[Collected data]
=====

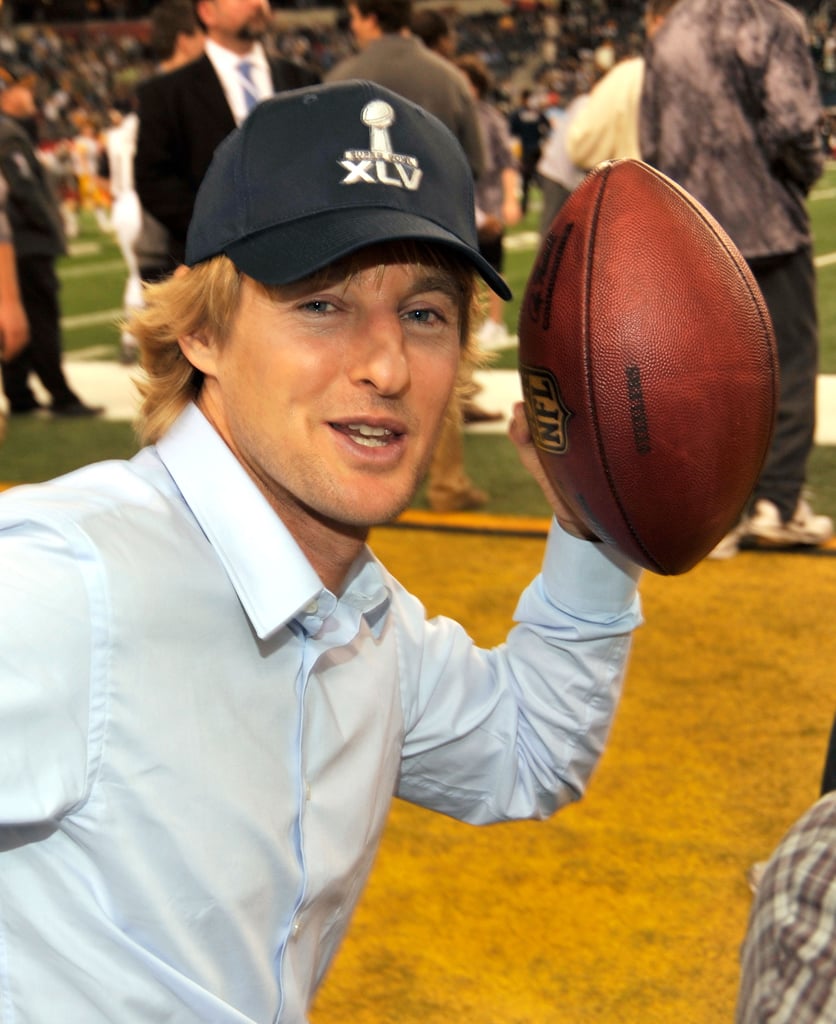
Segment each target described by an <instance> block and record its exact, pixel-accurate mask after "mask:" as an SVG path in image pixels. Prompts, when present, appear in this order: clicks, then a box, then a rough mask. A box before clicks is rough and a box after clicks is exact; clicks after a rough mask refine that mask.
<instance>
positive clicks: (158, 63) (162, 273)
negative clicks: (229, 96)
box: [131, 0, 206, 283]
mask: <svg viewBox="0 0 836 1024" xmlns="http://www.w3.org/2000/svg"><path fill="white" fill-rule="evenodd" d="M205 42H206V36H205V34H204V31H203V27H202V26H201V24H200V22H199V20H198V16H197V14H196V13H195V4H194V0H161V2H160V3H158V4H157V5H156V6H155V7H154V8H153V10H152V12H151V48H152V51H153V53H154V56H155V57H156V59H157V61H158V65H157V69H156V70H157V73H158V74H166V73H167V72H171V71H176V70H177V69H178V68H182V67H183V66H184V65H187V63H191V62H192V61H193V60H197V59H198V57H199V56H200V55H201V54H202V53H203V48H204V45H205ZM134 126H135V133H136V134H135V135H134V138H133V145H132V158H131V159H132V160H134V159H135V156H136V137H137V136H138V132H139V118H138V115H137V116H135V120H134ZM134 190H135V186H134ZM136 202H137V205H138V207H139V214H140V224H139V230H138V232H137V234H136V238H135V239H134V253H135V258H136V265H137V269H138V273H139V278H140V280H141V281H143V282H147V283H152V282H155V281H160V280H161V279H162V278H164V276H166V274H168V273H169V272H170V271H171V260H170V257H169V252H170V249H171V245H170V243H169V239H168V231H167V230H166V228H165V226H164V225H163V224H162V223H161V222H160V221H159V220H158V219H157V218H156V217H155V216H154V215H153V214H152V213H151V212H150V211H149V210H147V209H145V208H144V207H143V206H142V205H141V203H140V202H139V197H138V195H137V197H136Z"/></svg>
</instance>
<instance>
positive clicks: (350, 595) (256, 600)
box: [157, 404, 387, 639]
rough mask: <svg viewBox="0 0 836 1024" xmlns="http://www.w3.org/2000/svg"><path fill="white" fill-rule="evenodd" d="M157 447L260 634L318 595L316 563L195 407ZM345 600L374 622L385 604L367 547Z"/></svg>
mask: <svg viewBox="0 0 836 1024" xmlns="http://www.w3.org/2000/svg"><path fill="white" fill-rule="evenodd" d="M157 452H158V454H159V456H160V459H161V460H162V462H163V464H164V465H165V467H166V469H167V470H168V472H169V473H170V474H171V476H172V478H173V480H174V482H175V483H176V484H177V487H178V488H179V490H180V494H181V495H182V497H183V500H184V501H185V504H186V505H187V506H189V508H190V510H191V511H192V514H193V515H194V516H195V518H196V519H197V521H198V523H199V524H200V526H201V529H202V530H203V531H204V534H205V535H206V537H207V539H208V541H209V543H210V544H211V546H212V548H213V550H214V552H215V554H216V555H217V557H218V559H219V560H220V562H221V563H222V565H223V567H224V569H225V571H226V574H227V575H228V578H229V581H231V582H232V584H233V587H234V588H235V590H236V593H237V594H238V597H239V600H240V601H241V603H242V605H243V606H244V610H245V611H246V612H247V615H248V616H249V618H250V622H251V623H252V625H253V629H254V630H255V631H256V633H257V634H258V636H259V637H261V638H262V639H263V638H264V637H267V636H269V635H270V634H271V633H275V632H276V630H278V629H279V628H280V627H282V626H284V625H286V624H287V623H288V622H290V621H291V620H292V618H294V617H296V616H297V615H298V614H299V612H300V611H303V609H304V608H305V607H306V606H308V605H310V604H311V602H313V601H315V599H316V598H317V597H318V596H319V595H320V594H321V593H322V591H323V585H322V582H321V581H320V579H319V577H318V575H317V573H316V572H315V571H313V568H312V566H311V565H310V563H309V562H308V561H307V559H306V558H305V556H304V555H303V554H302V551H301V549H300V548H299V547H298V545H297V544H296V542H295V541H294V540H293V538H292V537H291V535H290V532H289V530H288V529H287V527H286V526H285V524H284V523H283V522H282V520H281V519H280V517H279V516H278V515H277V514H276V512H275V511H274V510H273V509H271V508H270V507H269V505H268V504H267V502H266V500H265V499H264V497H263V495H262V494H261V493H260V492H259V489H258V487H257V486H256V485H255V483H254V481H253V480H252V479H251V477H250V476H249V475H248V473H247V472H246V470H245V469H244V467H243V466H242V465H241V463H240V462H239V461H238V459H236V457H235V456H234V455H233V453H232V452H231V451H229V449H228V447H227V446H226V444H225V443H224V441H223V439H222V438H221V437H220V435H219V434H218V433H217V431H216V430H215V429H214V428H213V427H212V426H211V424H210V423H209V422H208V420H207V419H206V418H205V417H204V415H203V414H202V413H201V412H200V410H199V409H198V408H197V406H195V404H190V406H187V407H186V409H185V410H184V411H183V412H182V413H181V414H180V416H179V417H178V419H177V420H176V421H175V423H174V425H173V426H172V427H171V428H170V430H168V432H167V433H166V434H165V436H164V437H162V438H161V439H160V441H159V442H158V443H157ZM343 599H344V600H347V601H349V602H350V603H352V604H354V605H358V604H359V605H361V606H362V611H363V613H364V614H365V615H366V616H367V618H370V622H371V621H372V620H375V621H376V618H377V615H376V614H375V611H376V610H378V609H379V608H380V606H381V604H383V603H384V602H386V600H387V594H386V591H385V586H384V582H383V573H382V572H381V569H380V566H379V565H378V564H377V562H376V560H375V559H374V558H373V556H372V555H371V553H370V552H369V551H368V550H364V552H362V553H361V556H360V558H359V559H358V561H357V562H356V564H354V566H353V567H352V570H351V572H350V573H349V578H348V581H347V584H346V588H345V595H344V598H343Z"/></svg>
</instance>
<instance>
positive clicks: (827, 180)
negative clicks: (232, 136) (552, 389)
mask: <svg viewBox="0 0 836 1024" xmlns="http://www.w3.org/2000/svg"><path fill="white" fill-rule="evenodd" d="M535 198H536V197H535ZM809 210H810V216H811V220H812V224H813V230H814V236H816V252H817V263H818V267H819V271H818V274H819V302H820V306H819V314H820V322H821V370H822V373H825V374H836V287H834V285H836V165H833V166H830V167H829V168H828V170H827V172H826V174H825V176H824V177H823V179H822V180H821V182H820V183H819V184H818V186H817V188H816V189H814V190H813V193H812V194H811V196H810V201H809ZM538 214H539V204H538V203H537V202H535V203H534V204H533V206H532V209H531V210H530V213H529V216H528V218H527V220H526V221H525V222H524V223H522V224H520V225H519V227H518V228H516V229H515V230H514V231H512V232H510V234H509V239H508V245H507V247H506V267H505V276H506V278H507V280H508V282H509V284H510V286H511V288H512V290H513V293H514V298H513V299H512V300H511V301H510V302H509V303H508V304H507V307H506V322H507V325H508V327H509V329H511V330H512V331H513V330H515V325H516V319H517V315H518V311H519V300H520V297H521V295H522V292H524V290H525V286H526V281H527V279H528V275H529V272H530V268H531V265H532V261H533V259H534V255H535V246H536V241H537V237H536V225H537V217H538ZM60 276H61V283H62V291H61V302H62V310H64V323H65V334H64V339H65V350H66V352H67V353H69V354H70V355H71V356H72V357H78V356H80V355H83V356H85V357H90V358H99V359H117V358H118V354H119V332H118V329H117V327H116V325H115V323H114V310H118V309H119V308H120V305H121V300H122V290H123V287H124V281H125V268H124V264H123V261H122V259H121V256H120V253H119V249H118V247H117V245H116V242H115V241H114V239H113V238H111V237H110V236H109V234H106V233H102V232H101V231H100V230H98V228H97V227H96V225H95V223H94V221H93V220H92V218H88V219H85V220H83V221H82V231H81V234H80V237H79V239H77V240H76V242H75V243H74V244H73V247H72V251H71V254H70V255H69V256H68V257H66V258H65V259H64V260H62V261H61V264H60ZM495 366H496V367H497V368H498V369H502V368H515V366H516V352H515V350H514V349H507V350H505V351H504V352H502V353H500V354H499V357H498V358H497V360H496V362H495ZM135 449H136V444H135V441H134V437H133V432H132V430H131V427H130V425H129V424H122V423H109V422H79V423H75V422H72V423H67V422H51V421H49V420H38V421H26V422H22V421H18V420H15V421H13V422H12V423H11V424H10V425H9V429H8V435H7V438H6V442H5V444H4V445H3V446H2V447H0V481H4V480H5V481H10V482H16V481H24V480H41V479H45V478H47V477H49V476H53V475H56V474H58V473H61V472H66V471H68V470H70V469H73V468H75V467H77V466H80V465H83V464H85V463H87V462H91V461H94V460H97V459H103V458H124V457H127V456H130V455H131V454H132V453H133V452H134V451H135ZM465 451H466V462H467V467H468V471H469V472H470V475H471V476H472V477H473V479H474V480H475V481H476V483H478V484H479V485H480V486H483V487H485V488H486V489H487V490H488V492H489V494H490V495H491V502H490V505H489V507H488V511H489V512H493V513H498V514H509V513H516V514H520V515H541V514H545V513H546V506H545V503H544V502H543V499H542V497H541V496H540V493H539V490H538V489H537V487H536V486H534V485H533V484H532V483H531V481H530V479H529V478H528V476H527V474H525V472H522V470H521V469H520V468H519V466H518V464H517V462H516V457H515V454H514V453H513V450H512V447H511V445H510V442H509V441H508V440H507V439H506V438H505V437H503V436H501V435H500V436H491V435H484V434H483V435H468V437H467V438H466V450H465ZM809 484H810V487H811V488H812V490H813V494H814V496H816V505H817V510H819V511H822V512H826V513H828V514H830V515H831V516H834V517H836V450H834V449H832V447H818V449H817V450H816V452H814V453H813V457H812V459H811V463H810V467H809ZM423 504H424V502H423V495H422V493H419V495H418V496H417V498H416V505H417V506H418V507H421V506H422V505H423Z"/></svg>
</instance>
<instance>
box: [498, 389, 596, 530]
mask: <svg viewBox="0 0 836 1024" xmlns="http://www.w3.org/2000/svg"><path fill="white" fill-rule="evenodd" d="M508 436H509V437H510V438H511V440H512V441H513V443H514V446H515V447H516V451H517V452H518V453H519V460H520V462H521V463H522V465H524V466H525V467H526V469H528V471H529V472H530V473H531V475H532V476H533V477H534V478H535V480H537V482H538V483H539V484H540V489H541V490H542V492H543V494H544V495H545V498H546V501H547V502H548V503H549V505H550V506H551V508H552V510H553V512H554V515H555V516H556V517H557V521H558V522H559V523H560V525H561V526H562V527H563V529H565V530H566V531H567V532H568V534H572V535H573V536H574V537H580V538H582V539H583V540H585V541H595V540H597V538H596V537H595V536H594V534H592V532H590V530H589V528H588V527H587V526H586V525H585V524H584V523H583V522H582V521H581V520H580V519H579V518H578V516H577V515H576V514H575V513H574V512H573V511H572V509H571V508H570V507H569V505H568V504H567V503H566V501H565V500H563V498H562V496H561V495H560V494H559V492H558V490H556V489H555V487H554V486H553V484H552V483H551V481H550V480H549V479H548V477H547V476H546V474H545V472H544V470H543V467H542V465H541V464H540V459H539V458H538V456H537V451H536V450H535V446H534V442H533V441H532V436H531V432H530V430H529V424H528V421H527V420H526V409H525V406H524V404H522V402H521V401H518V402H516V404H515V406H514V408H513V414H512V418H511V423H510V426H509V427H508Z"/></svg>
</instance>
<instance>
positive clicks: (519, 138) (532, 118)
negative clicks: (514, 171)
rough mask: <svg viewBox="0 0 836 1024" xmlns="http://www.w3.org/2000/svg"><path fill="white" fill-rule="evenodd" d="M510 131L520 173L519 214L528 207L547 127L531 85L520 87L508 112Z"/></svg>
mask: <svg viewBox="0 0 836 1024" xmlns="http://www.w3.org/2000/svg"><path fill="white" fill-rule="evenodd" d="M510 131H511V135H513V136H515V137H516V138H517V139H518V140H519V171H520V174H521V176H522V182H521V183H522V195H521V197H520V206H521V209H522V214H524V216H525V214H526V213H527V212H528V209H529V193H530V190H531V185H532V182H533V181H534V180H535V175H536V174H537V164H538V163H539V161H540V155H541V153H542V150H543V142H544V141H545V140H546V138H547V137H548V135H549V132H550V131H551V125H550V124H549V120H548V118H547V117H546V116H545V114H544V113H543V112H542V110H541V109H540V108H539V106H538V105H537V102H536V100H535V98H534V93H533V92H532V90H531V89H524V90H522V94H521V96H520V97H519V105H518V106H517V108H516V110H515V111H513V112H512V113H511V117H510Z"/></svg>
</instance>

=====

TRY IT> Please reproduce, exactly as they appear above, the lines from the line containing "positive clicks: (158, 63) (162, 273)" up to and including the line containing "negative clicks: (229, 96)".

SOLUTION TO THIS EXERCISE>
positive clicks: (158, 63) (162, 273)
negative clicks: (229, 96)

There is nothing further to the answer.